**Aufgabenstellung:**
Suche aus den folgenden Einträgen jede Zeile heraus, in der das Wort „dark“ vorkommt, und schreibe sie unverändert ab.

**Einträge zur Aufgabe:**
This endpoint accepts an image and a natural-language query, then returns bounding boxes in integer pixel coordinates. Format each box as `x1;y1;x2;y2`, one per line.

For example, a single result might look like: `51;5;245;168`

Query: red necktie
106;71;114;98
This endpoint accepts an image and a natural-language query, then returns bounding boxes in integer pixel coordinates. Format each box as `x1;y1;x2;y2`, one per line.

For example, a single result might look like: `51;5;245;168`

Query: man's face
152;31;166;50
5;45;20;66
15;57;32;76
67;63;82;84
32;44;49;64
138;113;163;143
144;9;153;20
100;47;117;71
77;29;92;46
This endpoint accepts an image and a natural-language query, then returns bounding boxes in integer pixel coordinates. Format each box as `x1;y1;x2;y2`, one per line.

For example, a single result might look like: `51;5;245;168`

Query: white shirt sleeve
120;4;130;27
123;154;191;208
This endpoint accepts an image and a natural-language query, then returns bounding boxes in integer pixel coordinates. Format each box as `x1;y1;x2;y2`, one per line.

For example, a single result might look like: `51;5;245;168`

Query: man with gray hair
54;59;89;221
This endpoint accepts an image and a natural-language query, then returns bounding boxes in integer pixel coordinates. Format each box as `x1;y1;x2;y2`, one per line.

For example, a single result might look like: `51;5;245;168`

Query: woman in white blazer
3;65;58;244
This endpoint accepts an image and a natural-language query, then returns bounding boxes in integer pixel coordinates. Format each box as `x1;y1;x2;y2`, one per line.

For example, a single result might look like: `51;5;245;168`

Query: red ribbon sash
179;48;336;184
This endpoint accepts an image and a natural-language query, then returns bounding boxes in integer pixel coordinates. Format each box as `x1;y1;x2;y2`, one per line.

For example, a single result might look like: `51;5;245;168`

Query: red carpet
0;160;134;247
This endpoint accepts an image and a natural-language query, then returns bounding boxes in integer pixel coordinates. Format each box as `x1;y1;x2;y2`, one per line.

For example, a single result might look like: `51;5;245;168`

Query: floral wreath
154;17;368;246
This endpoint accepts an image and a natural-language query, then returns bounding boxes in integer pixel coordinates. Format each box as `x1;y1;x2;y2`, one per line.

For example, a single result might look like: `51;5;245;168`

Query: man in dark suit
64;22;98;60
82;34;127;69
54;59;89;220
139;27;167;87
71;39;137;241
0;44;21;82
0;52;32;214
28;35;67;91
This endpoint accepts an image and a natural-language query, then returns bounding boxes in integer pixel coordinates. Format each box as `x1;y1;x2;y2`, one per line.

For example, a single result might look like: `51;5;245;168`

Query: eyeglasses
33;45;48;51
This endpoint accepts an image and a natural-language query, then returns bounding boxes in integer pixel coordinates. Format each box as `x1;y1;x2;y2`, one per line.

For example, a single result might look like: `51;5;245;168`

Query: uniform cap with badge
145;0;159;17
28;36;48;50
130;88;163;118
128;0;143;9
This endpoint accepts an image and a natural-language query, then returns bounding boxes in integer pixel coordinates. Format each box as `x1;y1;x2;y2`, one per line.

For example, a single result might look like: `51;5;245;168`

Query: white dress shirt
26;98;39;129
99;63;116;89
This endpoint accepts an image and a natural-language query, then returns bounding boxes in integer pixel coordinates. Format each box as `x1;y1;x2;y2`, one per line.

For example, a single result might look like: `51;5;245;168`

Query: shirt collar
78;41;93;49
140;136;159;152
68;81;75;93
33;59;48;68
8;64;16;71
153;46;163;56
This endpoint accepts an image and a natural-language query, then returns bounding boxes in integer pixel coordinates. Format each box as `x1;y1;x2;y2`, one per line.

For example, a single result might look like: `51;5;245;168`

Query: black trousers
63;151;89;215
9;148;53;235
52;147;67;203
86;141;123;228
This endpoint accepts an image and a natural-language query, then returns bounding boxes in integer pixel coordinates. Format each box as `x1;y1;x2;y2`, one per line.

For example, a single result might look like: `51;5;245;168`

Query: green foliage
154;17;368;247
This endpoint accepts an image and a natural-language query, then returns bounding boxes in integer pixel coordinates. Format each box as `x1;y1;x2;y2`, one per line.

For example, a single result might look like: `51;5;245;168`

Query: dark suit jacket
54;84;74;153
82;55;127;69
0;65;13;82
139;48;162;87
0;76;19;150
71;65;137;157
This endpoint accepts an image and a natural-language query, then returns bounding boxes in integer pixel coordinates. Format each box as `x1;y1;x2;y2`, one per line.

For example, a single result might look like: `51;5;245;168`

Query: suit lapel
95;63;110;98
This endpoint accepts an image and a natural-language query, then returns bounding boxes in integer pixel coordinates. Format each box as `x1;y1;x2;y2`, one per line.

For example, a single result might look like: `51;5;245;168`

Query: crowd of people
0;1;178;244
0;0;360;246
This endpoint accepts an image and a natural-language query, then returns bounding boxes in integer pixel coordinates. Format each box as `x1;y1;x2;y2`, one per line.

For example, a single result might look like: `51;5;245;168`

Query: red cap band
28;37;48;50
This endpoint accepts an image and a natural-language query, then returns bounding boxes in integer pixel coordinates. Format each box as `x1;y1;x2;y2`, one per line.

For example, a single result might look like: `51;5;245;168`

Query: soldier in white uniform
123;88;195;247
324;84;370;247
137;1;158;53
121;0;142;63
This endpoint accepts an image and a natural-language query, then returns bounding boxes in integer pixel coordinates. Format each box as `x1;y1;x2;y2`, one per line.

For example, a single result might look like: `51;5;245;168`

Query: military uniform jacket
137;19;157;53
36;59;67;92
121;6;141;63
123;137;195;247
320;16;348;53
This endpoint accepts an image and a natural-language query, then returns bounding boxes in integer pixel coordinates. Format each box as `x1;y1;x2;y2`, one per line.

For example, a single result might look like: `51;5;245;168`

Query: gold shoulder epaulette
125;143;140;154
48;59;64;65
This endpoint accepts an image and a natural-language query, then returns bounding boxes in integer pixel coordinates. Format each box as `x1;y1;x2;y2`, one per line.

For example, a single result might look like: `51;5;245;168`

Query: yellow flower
* * *
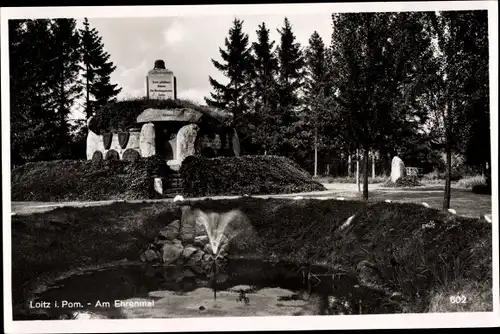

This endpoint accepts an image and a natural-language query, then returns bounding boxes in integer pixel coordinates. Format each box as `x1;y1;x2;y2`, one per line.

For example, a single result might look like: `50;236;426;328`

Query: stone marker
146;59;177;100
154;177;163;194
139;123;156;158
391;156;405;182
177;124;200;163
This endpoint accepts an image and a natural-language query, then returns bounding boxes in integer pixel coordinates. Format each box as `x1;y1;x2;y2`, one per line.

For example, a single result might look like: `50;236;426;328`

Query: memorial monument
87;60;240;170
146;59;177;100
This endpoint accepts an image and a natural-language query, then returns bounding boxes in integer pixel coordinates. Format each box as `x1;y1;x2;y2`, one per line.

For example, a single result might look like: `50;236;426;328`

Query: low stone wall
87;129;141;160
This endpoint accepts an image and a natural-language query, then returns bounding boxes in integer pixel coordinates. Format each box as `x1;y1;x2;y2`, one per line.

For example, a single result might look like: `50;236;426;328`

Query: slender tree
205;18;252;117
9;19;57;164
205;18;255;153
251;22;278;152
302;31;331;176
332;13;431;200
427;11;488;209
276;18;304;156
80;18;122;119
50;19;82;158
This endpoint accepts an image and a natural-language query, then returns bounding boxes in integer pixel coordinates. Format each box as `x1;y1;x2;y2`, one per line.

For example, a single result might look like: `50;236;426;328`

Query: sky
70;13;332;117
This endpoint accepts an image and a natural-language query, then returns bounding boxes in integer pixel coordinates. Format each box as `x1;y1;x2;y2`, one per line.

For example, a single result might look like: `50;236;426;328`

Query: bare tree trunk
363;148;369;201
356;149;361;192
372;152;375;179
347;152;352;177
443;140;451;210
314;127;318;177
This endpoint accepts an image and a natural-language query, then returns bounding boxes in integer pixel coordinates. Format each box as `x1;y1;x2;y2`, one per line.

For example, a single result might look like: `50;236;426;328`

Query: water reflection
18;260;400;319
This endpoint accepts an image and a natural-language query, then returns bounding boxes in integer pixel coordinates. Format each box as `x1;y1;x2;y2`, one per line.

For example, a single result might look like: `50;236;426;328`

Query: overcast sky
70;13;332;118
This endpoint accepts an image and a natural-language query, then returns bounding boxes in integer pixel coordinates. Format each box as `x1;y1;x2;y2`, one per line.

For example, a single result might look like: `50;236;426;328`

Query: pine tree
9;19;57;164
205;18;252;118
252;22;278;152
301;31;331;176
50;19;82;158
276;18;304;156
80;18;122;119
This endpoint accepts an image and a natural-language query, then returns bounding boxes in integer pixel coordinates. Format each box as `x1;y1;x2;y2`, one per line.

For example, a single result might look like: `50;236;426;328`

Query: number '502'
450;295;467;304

**Richtige Antwort:**
Query: man in dark suit
Query: dark suit jacket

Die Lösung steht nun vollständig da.